Re: [RFC][PATCH] PM / PCI: Update PCI power management documentation

From: Randy Dunlap
Date: Sun May 16 2010 - 23:04:18 EST


On 05/16/10 12:49, Rafael J. Wysocki wrote:
> Hi,
>
> I've just finished rewriting the PCI PM documentation. I hope I didn't forget
> of anything important, so please let me know if I did.
>
> Generally, please let me know what you think.

Hi,

It reads pretty well IMO.

I have corrected several typos etc.
I have also noted a need for explaining *why* something is being done,
not just what is being done. There may be a few other places where
some justification is needed (i.e., would be helpful).


> Thanks,
> Rafael
>
> ---
> From: Rafael J. Wysocki <rjw@xxxxxxx>
>
> The PCI power management document, Documentation/power/pci.txt, is
> outdated and partially inaccurate. It also is missing some important
> information about the power management of PCI device. Rewrite it to
> make it more up to date and more complete.
>
> Signed-off-by: Rafael J. Wysocki <rjw@xxxxxxx>
> ---
> Documentation/power/pci.txt | 1306 ++++++++++++++++++++++++++++++++++----------
> 1 file changed, 1015 insertions(+), 291 deletions(-)
>
> Index: linux-2.6/Documentation/power/pci.txt
> ===================================================================
> --- linux-2.6.orig/Documentation/power/pci.txt
> +++ linux-2.6/Documentation/power/pci.txt
> +1. Hardware and Platform Support for PCI Power Management
> +2. PCI Subsystem and Device Power Management
> +3. PCI Device Drivers and Power Management
> +4. Resources
> +
> +
> +1. Hardware and Platform Support for PCI Power Management
> +=========================================================
> +
> +1.1. Native and Platform-Based Power Management
> +-----------------------------------------------
...

> +Devices supporting the native PCI PM ususally can generate wakeup signals called

usually

> +Power Management Events (PMEs) to let the kernel know about external events
> +requiring the device to be active. After receiving a PME the kernel is supposed
> +to put the device that sent it into the full-power state. However, the PCI Bus
> +Power Management Interface Specification doesn't define any standard method of
> +delivering the PME from the device to the CPU and the operating system kernel.
> +It is assumed that the platform firmware will perform this task and therefore,
> +even though a PCI device is set up to generate PMEs, it also may be necessary to
> +prepare the platform firmware for notifying the CPU of the PMEs coming from the
> +device (e.g. by generating interrupts).

**Given records:**
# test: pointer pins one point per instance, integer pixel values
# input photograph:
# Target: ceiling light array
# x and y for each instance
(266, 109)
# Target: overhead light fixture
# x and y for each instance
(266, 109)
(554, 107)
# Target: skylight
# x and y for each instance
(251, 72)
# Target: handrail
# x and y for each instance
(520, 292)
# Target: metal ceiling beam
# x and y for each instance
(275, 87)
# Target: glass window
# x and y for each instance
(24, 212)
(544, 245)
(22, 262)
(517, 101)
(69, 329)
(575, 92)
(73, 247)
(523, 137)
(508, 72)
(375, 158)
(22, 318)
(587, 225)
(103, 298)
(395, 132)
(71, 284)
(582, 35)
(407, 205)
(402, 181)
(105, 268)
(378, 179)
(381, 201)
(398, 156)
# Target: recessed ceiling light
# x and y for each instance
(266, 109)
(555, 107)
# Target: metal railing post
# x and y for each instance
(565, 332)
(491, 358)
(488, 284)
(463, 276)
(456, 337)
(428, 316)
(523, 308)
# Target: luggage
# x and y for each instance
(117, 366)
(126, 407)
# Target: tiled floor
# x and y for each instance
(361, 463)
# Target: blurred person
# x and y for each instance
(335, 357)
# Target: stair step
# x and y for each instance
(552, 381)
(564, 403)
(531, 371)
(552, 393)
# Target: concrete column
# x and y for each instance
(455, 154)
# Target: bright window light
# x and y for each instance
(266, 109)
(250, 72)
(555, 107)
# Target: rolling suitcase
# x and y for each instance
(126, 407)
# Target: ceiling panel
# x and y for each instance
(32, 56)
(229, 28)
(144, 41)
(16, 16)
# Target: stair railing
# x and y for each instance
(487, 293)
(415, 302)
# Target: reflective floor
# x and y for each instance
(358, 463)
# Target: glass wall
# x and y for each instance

**Directions for this task:**
Pick up the PCI power management documentation review from where it stops and carry it on. The listing has nothing to do with the PCI power management thread.

**Task answer:**
> +
> +In turn, if the methods provided by the platform firmware are used for changing
> +the power state of a device, usually the platform also provides a method for
> +preparing the device to generate wakeup signals. In that cases, however, it

case,

> +often also is necessary to prepare the device for generating PMEs using the
> +native PCI PM mechanism, because the method provided by the platform depends on
> +that.
> +
> +Thus in many situations both the native and the platform-based power management
> +mechanisms have to be used simultaneously to obtain the desired result.
> +
> +1.2. Native PCI Power Management
> +--------------------------------

...
> +
> +1.3. ACPI Device Power Management
> +---------------------------------
...
> +
> +1.4. Wakeup Signaling
> +---------------------
> +Wakeup signals generated by PCI devices, either as native PCI PMEs, or as
> +a result of the execution of the _DSW (or _PSW) ACPI control method before
> +putting the device into a low-power state, have to be caught and handled as
> +appropriate. If they are sent while the system is in the working state
> +(ACPI S0), they should be translated into interrupts so that the kernel can
> +put the devices generating them into the full-power state and take care of the
> +events that triggered them. In turn, if they are send while the system is

sent

> +sleeping, they should cause the system's core logic to trigger wakeup.
> +
...

> +In principle the native PCI Express PME signaling may also be used on ACPI-based
> +systems along with the GPEs, but to use it the kernel has to ask the system's
> +ACPI BIOS to release control of root port configuration registers. The ACPI
> +BIOS, however, is not required to allow the kernel to control these registers
> +and if it doesn't do that, the kernel must not modify their contents. Of course
> +the native PCI Express PME signaling cannot be used by the kernel in that cases.

case.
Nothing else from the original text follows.